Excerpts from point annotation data
──────────
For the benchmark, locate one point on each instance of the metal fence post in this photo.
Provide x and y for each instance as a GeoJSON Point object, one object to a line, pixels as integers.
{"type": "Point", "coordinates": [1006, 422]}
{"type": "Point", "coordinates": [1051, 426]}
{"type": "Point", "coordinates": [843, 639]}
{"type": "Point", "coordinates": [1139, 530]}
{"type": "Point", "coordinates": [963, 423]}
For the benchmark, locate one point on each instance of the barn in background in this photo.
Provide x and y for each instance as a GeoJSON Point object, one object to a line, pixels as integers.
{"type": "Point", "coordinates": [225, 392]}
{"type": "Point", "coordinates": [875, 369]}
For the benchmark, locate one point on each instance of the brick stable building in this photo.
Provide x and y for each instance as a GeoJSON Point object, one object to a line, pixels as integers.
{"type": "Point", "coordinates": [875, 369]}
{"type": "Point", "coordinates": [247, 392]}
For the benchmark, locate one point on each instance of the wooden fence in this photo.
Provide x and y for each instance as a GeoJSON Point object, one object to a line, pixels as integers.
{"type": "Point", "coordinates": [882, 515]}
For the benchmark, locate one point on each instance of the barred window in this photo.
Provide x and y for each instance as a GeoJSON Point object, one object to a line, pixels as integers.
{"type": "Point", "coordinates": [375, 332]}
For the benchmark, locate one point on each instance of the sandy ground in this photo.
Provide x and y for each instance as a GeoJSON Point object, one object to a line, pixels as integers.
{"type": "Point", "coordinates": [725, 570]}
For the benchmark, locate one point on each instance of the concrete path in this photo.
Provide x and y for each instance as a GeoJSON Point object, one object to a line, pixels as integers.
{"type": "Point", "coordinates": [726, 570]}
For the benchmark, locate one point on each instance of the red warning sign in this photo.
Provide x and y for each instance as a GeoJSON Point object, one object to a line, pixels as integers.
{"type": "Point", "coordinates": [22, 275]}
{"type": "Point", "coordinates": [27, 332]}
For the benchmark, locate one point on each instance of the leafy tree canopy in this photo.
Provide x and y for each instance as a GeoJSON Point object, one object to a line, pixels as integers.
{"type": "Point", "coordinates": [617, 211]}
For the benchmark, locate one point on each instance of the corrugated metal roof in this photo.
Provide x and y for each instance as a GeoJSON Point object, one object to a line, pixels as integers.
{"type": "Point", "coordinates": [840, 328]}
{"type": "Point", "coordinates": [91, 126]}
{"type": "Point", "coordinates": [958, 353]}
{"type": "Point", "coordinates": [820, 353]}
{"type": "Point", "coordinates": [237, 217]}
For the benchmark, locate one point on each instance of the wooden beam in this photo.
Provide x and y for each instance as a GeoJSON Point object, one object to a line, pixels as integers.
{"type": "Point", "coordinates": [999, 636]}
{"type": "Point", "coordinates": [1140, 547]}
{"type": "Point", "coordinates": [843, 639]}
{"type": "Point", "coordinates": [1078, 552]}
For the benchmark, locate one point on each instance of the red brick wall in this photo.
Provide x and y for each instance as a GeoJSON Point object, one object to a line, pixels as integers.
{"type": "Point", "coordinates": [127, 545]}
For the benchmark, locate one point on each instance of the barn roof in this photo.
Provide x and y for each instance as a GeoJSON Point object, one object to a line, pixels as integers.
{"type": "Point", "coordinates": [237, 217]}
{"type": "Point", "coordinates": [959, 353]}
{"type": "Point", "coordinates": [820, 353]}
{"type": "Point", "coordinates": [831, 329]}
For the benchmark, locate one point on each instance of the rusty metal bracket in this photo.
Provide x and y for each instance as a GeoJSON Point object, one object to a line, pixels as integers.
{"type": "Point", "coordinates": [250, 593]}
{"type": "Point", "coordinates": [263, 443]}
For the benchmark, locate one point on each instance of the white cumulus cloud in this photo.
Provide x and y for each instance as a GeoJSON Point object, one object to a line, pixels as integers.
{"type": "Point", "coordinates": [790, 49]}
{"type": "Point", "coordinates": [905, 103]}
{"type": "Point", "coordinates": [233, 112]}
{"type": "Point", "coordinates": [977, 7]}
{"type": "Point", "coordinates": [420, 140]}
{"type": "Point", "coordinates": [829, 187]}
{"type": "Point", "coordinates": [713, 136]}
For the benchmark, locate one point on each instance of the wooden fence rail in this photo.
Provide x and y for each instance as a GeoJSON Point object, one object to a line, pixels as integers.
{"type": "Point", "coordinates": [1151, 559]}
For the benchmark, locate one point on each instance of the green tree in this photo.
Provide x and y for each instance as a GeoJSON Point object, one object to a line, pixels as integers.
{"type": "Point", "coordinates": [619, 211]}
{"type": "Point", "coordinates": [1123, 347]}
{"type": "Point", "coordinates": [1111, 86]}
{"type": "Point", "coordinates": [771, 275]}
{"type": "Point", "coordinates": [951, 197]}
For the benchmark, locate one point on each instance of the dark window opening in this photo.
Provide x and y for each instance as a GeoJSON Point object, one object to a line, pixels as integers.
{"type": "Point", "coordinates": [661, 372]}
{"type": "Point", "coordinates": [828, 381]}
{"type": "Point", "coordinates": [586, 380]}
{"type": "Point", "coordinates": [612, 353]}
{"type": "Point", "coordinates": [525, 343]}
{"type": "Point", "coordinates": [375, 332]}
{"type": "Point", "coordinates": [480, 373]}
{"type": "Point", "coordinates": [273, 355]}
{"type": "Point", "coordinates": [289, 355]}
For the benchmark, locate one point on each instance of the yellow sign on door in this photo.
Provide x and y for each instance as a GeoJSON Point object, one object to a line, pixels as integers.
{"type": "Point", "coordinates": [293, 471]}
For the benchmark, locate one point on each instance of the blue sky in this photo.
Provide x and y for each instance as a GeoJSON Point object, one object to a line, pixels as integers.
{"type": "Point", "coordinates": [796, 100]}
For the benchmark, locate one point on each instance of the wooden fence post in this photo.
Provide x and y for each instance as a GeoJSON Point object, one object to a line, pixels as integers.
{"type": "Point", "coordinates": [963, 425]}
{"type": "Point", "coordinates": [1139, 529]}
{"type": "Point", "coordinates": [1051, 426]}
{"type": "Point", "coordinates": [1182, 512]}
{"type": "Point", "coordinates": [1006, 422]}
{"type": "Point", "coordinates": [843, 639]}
──────────
### REQUIRED TASK
Write out every entry above word for word, without any changes.

### SOLUTION FOR THIS TASK
For the benchmark, locate one point on each instance of the metal fence post in this photo.
Provide x and y for each instance as a GeoJSON Point object, one object to a line, pixels as integers.
{"type": "Point", "coordinates": [1006, 422]}
{"type": "Point", "coordinates": [1051, 426]}
{"type": "Point", "coordinates": [843, 639]}
{"type": "Point", "coordinates": [1139, 530]}
{"type": "Point", "coordinates": [963, 423]}
For the benchmark, locate one point on each instance of the barn in background in this photo.
Provide x and y for each instance as a GeoJSON Point object, one object to a line, pixels as integers.
{"type": "Point", "coordinates": [225, 392]}
{"type": "Point", "coordinates": [875, 369]}
For the benchmark, locate one point on each instance of the brick stable building in this photo.
Provide x and y for each instance as a GeoJSON Point object, one object to a line, pixels as integers.
{"type": "Point", "coordinates": [875, 369]}
{"type": "Point", "coordinates": [247, 392]}
For the benchmark, locate one point on each instance of the wooden fence in this photo.
Provide x and y for each instance as a GeoJSON Point object, one object to a line, pixels as integers.
{"type": "Point", "coordinates": [882, 515]}
For the benchmark, locate one point on each instance of the barred window in this photo.
Provide x and y for each instance as a GeoJSON Point object, one object to a line, pixels as integers.
{"type": "Point", "coordinates": [375, 332]}
For the benchmark, locate one point on each instance of the sandy ground in this photo.
Provide x and y for each instance as a GeoJSON Point object, one object to a line, pixels as integers.
{"type": "Point", "coordinates": [725, 570]}
For the benchmark, locate one point on each instance of the concrete path in this photo.
Provide x and y for each instance as a GeoJSON Point object, one object to a line, pixels as integers.
{"type": "Point", "coordinates": [726, 570]}
For the benchmark, locate one point on each instance of the red warning sign in this photo.
Provide x and y for each instance as a GeoJSON Point object, one object to a line, pixels as integers.
{"type": "Point", "coordinates": [22, 275]}
{"type": "Point", "coordinates": [27, 332]}
For the benchmark, locate one point on each instance of the leafy tree canopy in this photo.
Provide x and y for each instance as a GeoJSON Point object, one object to a line, pixels as integers.
{"type": "Point", "coordinates": [617, 211]}
For the benchmark, locate one point on each instance of the corrugated metal roof in this photo.
Provide x and y for each instance as a GeoJSON Point object, one object to a line, pixels as integers.
{"type": "Point", "coordinates": [840, 328]}
{"type": "Point", "coordinates": [91, 126]}
{"type": "Point", "coordinates": [958, 353]}
{"type": "Point", "coordinates": [820, 353]}
{"type": "Point", "coordinates": [237, 217]}
For the benchmark, locate one point on each instance of the wooden beam in this photo.
Provide x and y for each instance as a GeoJSON Point object, one object to a line, pixels as integers.
{"type": "Point", "coordinates": [999, 636]}
{"type": "Point", "coordinates": [1140, 547]}
{"type": "Point", "coordinates": [843, 639]}
{"type": "Point", "coordinates": [1078, 552]}
For the benchmark, locate one point on each instance of the red brick wall in this photo.
Provide x and y for each instance as a GeoJSON Point object, one object to a line, pixels as integers.
{"type": "Point", "coordinates": [127, 545]}
For the benchmark, locate one point on each instance of the barn roof in this photo.
Provide x and y for each instance as a GeoJSON Point object, one object to a line, pixels as integers.
{"type": "Point", "coordinates": [237, 217]}
{"type": "Point", "coordinates": [959, 353]}
{"type": "Point", "coordinates": [820, 353]}
{"type": "Point", "coordinates": [831, 329]}
For the benchmark, locate one point on each instance of the rusty metal bracket in this photo.
Provide x and y for each instance as a GeoJSON Point object, one object to a line, pixels as integers.
{"type": "Point", "coordinates": [250, 593]}
{"type": "Point", "coordinates": [263, 443]}
For the benchmark, locate one point on each instance of the white cumulus cloud in this photo.
Provide x and y for each instance as a GeoJSON Point object, one object to a line, pixels as integers.
{"type": "Point", "coordinates": [790, 49]}
{"type": "Point", "coordinates": [905, 103]}
{"type": "Point", "coordinates": [233, 112]}
{"type": "Point", "coordinates": [977, 7]}
{"type": "Point", "coordinates": [420, 140]}
{"type": "Point", "coordinates": [829, 187]}
{"type": "Point", "coordinates": [713, 136]}
For the benchmark, locate one point on each instance of the wooden fence rail in this photo.
Provide x and y for each instance as a GeoJSON Point object, one object to a line, pixels as integers.
{"type": "Point", "coordinates": [1151, 559]}
For the benchmark, locate one point on each instance of the green tree in this photo.
Provide x and y for each instance as a GeoJSON Point object, one object to a line, pixels as integers.
{"type": "Point", "coordinates": [619, 211]}
{"type": "Point", "coordinates": [1123, 347]}
{"type": "Point", "coordinates": [1111, 86]}
{"type": "Point", "coordinates": [771, 275]}
{"type": "Point", "coordinates": [951, 197]}
For the benchmark, locate one point on each instance of the dark window opening in this photo.
Provide x and y for each instance as a GeoJSON Point object, one object to a line, pixels as integers.
{"type": "Point", "coordinates": [661, 372]}
{"type": "Point", "coordinates": [828, 381]}
{"type": "Point", "coordinates": [586, 380]}
{"type": "Point", "coordinates": [612, 353]}
{"type": "Point", "coordinates": [525, 343]}
{"type": "Point", "coordinates": [375, 332]}
{"type": "Point", "coordinates": [480, 373]}
{"type": "Point", "coordinates": [273, 355]}
{"type": "Point", "coordinates": [289, 355]}
For the benchmark, locate one point on each instance of the yellow sign on door in this photo.
Provide x and y for each instance as a GeoJSON Point object, one object to a line, pixels as integers.
{"type": "Point", "coordinates": [293, 471]}
For the benchmark, locate one point on each instance of the blue sky in this photo.
Provide x and y for each instance as a GeoJSON Point object, one object to a line, pixels as integers.
{"type": "Point", "coordinates": [796, 100]}
For the benchmark, locate one point on each instance of the wooden fence post in this photo.
Provide x and y for each instance as a GeoJSON Point object, one object to a line, pixels as integers.
{"type": "Point", "coordinates": [963, 425]}
{"type": "Point", "coordinates": [1139, 529]}
{"type": "Point", "coordinates": [1051, 426]}
{"type": "Point", "coordinates": [1182, 512]}
{"type": "Point", "coordinates": [1006, 422]}
{"type": "Point", "coordinates": [843, 639]}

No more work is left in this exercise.